Start of Text section
Insights

11 Questions Every Insurance CIO Should Be Asking About AI Agents

Jack Mackey

Head of Marketing

Jack Mackey is Head of Marketing at Notch, where he leads the company’s brand, positioning, and go-to-market narrative as it brings AI agents into regulated industries.

Stay ahead in support AI

Get our newest articles and field notes on autonomous support.

Thank you! Your submission has been received!

Oops! Something went wrong while submitting the form.

April 29, 2026

What came up at an industry panel and a CIO workshop in New York - and why the answers matter more than the technology.

The same questions kept surfacing across two recent industry events - a panel on autonomous customer support in insurance, and a CIO workshop in New York focused on the NAIC AI pilot and what it means for carrier operations.

None of the questions were about whether to adopt AI. That debate is over. The questions were about how to adopt it without creating a governance problem, a trust problem, or a regulatory problem you can't unwind. Here are eleven of them.

‍

Part I: From Automation to Autonomy

From an industry panel on rethinking operations flow, customer support in insurance. Elool Jacoby, CPO at Notch, fielded audience questions. And here are the top questions and best practices for deploying AI agents in regulated industries you should know:

"The insurance industry has experimented with automation for years, often with mixed results. What actually distinguishes autonomous AI from earlier generations of automation - and why is insurance only now ready for this shift?"
End of Text section
# What this task involves:
Continue the article on AI agents in insurance from the point where it stops.
Start of Recorded information
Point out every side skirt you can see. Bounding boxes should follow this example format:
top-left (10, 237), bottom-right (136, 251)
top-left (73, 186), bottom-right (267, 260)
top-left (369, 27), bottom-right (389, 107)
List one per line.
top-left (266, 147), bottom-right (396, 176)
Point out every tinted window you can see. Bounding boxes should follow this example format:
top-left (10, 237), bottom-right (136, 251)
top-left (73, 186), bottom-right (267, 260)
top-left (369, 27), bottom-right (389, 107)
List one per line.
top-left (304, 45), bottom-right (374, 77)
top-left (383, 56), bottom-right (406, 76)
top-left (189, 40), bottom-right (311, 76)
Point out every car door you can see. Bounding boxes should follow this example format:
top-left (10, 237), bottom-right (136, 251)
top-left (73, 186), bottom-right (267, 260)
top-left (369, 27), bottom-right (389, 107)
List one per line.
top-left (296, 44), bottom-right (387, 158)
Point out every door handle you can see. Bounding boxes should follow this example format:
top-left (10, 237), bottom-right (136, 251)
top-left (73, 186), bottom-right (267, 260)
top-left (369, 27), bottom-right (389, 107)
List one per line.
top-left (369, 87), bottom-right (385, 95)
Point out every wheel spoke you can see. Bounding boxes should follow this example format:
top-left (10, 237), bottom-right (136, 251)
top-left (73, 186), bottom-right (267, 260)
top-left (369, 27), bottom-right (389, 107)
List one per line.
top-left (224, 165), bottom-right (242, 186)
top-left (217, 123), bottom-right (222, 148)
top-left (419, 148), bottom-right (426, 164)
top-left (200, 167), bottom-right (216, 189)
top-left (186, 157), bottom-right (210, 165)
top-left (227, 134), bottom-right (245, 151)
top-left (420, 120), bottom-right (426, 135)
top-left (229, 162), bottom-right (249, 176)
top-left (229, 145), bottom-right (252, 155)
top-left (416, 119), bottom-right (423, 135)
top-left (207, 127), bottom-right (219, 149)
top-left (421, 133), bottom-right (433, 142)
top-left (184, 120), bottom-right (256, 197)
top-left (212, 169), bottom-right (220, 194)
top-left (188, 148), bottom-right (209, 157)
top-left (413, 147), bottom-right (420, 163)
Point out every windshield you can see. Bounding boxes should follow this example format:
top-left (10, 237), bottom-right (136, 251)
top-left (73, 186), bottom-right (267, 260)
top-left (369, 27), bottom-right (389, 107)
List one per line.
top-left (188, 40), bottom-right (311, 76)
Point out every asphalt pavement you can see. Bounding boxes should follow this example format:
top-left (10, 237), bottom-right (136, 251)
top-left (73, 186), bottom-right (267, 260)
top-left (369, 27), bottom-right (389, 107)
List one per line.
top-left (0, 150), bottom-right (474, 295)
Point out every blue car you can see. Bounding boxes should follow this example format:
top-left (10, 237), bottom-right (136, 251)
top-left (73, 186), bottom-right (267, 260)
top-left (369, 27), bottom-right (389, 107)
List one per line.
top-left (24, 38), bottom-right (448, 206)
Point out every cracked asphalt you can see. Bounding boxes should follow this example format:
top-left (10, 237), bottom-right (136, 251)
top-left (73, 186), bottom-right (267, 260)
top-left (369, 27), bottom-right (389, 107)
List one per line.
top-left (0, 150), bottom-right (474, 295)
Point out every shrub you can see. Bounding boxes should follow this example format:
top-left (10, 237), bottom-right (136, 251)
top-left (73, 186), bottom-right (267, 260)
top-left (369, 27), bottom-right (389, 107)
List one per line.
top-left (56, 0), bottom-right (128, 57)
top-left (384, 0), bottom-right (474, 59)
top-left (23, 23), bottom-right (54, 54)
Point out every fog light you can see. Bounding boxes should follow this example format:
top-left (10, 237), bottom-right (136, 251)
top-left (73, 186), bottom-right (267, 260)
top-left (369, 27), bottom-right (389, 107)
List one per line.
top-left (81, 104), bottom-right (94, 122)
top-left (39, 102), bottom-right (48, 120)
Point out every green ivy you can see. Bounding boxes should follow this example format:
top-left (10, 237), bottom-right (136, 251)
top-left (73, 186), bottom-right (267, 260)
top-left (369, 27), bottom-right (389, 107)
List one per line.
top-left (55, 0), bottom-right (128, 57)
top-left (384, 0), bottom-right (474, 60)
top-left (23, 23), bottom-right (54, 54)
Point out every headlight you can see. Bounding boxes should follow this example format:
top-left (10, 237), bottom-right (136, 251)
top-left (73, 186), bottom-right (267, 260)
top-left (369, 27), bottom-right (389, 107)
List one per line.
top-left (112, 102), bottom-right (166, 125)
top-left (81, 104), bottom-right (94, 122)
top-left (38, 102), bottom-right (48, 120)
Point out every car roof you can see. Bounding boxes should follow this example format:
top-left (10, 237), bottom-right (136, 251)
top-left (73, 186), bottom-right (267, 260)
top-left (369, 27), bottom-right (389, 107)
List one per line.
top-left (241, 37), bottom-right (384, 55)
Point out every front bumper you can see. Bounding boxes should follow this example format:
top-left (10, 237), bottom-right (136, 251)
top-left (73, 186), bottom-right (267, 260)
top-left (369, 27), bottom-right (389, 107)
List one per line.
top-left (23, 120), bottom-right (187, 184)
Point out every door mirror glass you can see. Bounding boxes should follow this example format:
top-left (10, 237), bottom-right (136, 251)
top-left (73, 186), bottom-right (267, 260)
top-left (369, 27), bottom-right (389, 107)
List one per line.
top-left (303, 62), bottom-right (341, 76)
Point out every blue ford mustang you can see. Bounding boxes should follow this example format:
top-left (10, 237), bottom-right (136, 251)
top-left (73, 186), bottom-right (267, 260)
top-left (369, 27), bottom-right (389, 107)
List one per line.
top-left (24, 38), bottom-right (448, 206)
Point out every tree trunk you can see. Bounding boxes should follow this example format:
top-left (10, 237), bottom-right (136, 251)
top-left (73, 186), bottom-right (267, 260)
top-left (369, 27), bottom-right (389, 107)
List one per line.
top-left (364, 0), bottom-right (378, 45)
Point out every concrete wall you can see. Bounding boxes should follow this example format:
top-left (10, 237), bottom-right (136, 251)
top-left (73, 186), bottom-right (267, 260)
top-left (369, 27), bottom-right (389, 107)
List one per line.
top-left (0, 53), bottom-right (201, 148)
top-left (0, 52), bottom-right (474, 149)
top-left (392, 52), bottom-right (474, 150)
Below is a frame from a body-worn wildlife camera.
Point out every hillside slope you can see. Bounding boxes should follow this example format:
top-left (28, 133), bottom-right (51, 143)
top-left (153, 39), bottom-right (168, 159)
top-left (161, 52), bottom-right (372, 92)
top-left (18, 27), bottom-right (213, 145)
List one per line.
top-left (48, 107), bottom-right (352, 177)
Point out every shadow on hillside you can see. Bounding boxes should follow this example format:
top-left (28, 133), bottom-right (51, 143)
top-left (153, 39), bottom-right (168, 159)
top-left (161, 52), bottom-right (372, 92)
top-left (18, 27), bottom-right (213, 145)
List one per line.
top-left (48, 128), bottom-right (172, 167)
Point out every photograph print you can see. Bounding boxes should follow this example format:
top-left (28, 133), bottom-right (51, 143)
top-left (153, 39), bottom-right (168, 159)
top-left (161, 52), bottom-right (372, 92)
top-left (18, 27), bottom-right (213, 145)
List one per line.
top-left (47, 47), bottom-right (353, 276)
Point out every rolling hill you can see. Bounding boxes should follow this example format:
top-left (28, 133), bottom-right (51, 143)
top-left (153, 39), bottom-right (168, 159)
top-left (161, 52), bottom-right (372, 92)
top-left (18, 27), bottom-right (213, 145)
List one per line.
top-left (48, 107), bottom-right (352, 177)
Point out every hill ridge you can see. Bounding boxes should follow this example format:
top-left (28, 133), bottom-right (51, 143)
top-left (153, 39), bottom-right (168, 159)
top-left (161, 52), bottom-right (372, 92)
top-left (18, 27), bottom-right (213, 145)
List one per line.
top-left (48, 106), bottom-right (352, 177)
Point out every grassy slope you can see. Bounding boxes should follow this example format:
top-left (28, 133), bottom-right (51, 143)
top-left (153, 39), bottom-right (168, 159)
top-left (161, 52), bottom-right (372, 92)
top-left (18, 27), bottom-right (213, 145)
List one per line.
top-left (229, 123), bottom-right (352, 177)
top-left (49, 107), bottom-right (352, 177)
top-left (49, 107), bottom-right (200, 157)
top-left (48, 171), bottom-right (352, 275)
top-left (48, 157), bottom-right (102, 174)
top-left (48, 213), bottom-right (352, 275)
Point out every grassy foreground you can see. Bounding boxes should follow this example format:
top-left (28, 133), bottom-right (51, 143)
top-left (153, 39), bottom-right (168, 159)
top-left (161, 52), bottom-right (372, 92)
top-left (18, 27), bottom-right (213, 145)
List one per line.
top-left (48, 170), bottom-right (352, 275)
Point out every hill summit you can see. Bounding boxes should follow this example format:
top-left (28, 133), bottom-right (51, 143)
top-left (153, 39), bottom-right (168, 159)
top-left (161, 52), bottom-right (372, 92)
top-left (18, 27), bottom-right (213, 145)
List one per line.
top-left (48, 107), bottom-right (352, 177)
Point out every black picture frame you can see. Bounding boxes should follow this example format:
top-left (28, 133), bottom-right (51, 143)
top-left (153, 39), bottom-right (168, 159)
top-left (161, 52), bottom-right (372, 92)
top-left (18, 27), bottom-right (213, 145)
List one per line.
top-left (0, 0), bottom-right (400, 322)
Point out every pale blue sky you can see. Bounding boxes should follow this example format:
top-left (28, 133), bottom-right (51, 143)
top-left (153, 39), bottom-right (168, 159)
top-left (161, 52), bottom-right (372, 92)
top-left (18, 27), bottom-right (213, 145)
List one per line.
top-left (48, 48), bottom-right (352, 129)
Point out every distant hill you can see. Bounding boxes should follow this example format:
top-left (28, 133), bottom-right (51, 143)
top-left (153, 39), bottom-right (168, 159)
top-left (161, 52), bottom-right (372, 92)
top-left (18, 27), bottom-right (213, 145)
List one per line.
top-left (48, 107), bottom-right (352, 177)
End of Recorded information
# Reply to the task:
"Older automation was really about having different silos in a company, and you'd build these rigid automation routines - RPA and then ML to handle specific tasks. But autonomous AI is more like adding a new kind of employee who can think across different parts of the organization. We're not just automating a single repetitive task. We're enabling a system that handles more complex flows and interacts fluidly across different areas.

The insurance industry is ready for this now because the technology is mature enough to handle these complex, cross-silo interactions. It's less about just automating tasks and more about enabling a truly autonomous system that can adapt and make decisions."

‍

"Insurance interactions happen at moments of stress - claims, disputes, financial uncertainty. How do you think about designing AI agents that can earn trust and demonstrate empathy in those situations?"

"It's all about making sure the AI really understands the emotional context. Insurance situations are often stressful, and an AI that can respond in a calm, reassuring way - and know when to hand off to a human if needed - that's key.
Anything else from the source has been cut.